§ INPUT:
================================

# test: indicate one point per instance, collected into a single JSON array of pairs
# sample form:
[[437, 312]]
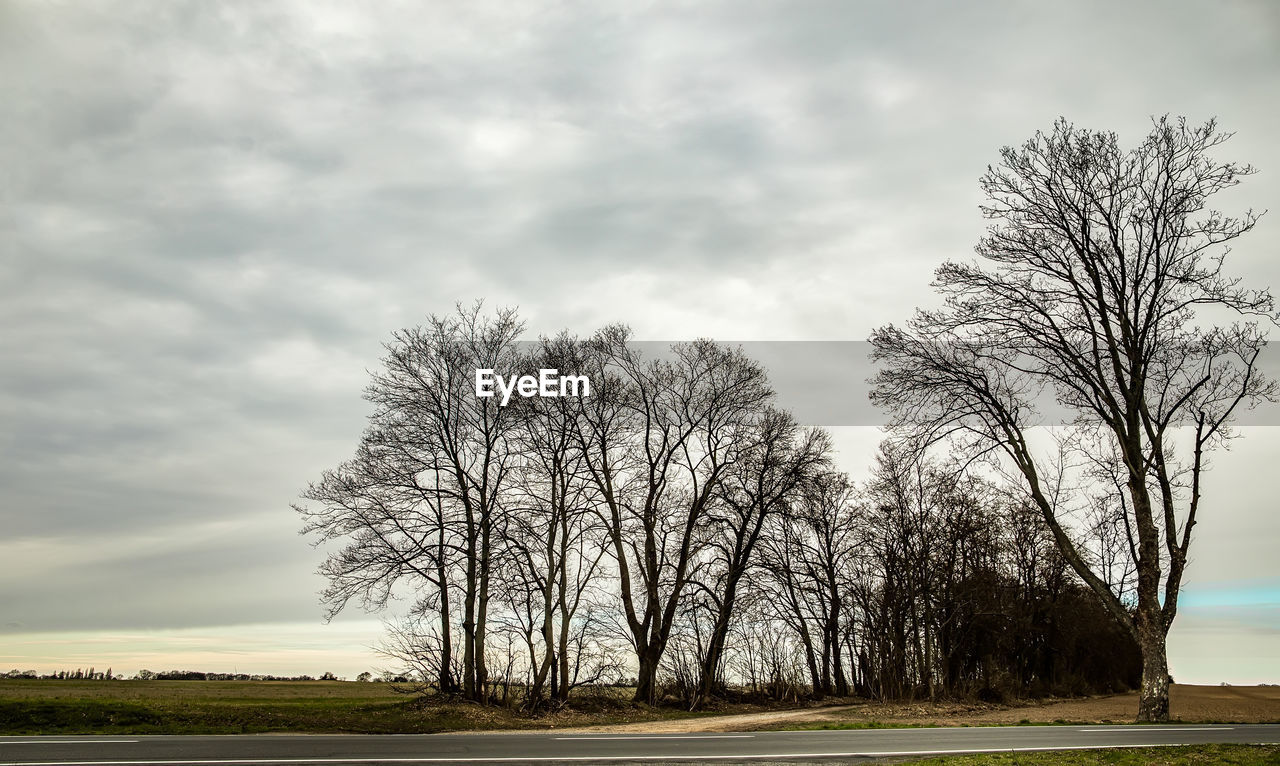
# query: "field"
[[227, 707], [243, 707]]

================================

§ TASK OBJECTIVE:
Rewrite the records with "instance" swapped for "object" and nothing else changed, leaving the pictures out.

§ ANSWER TO THE EXERCISE:
# test: indicate one point per object, collected into a single JSON array of pairs
# sample form:
[[437, 312]]
# query: "field"
[[227, 707], [243, 707]]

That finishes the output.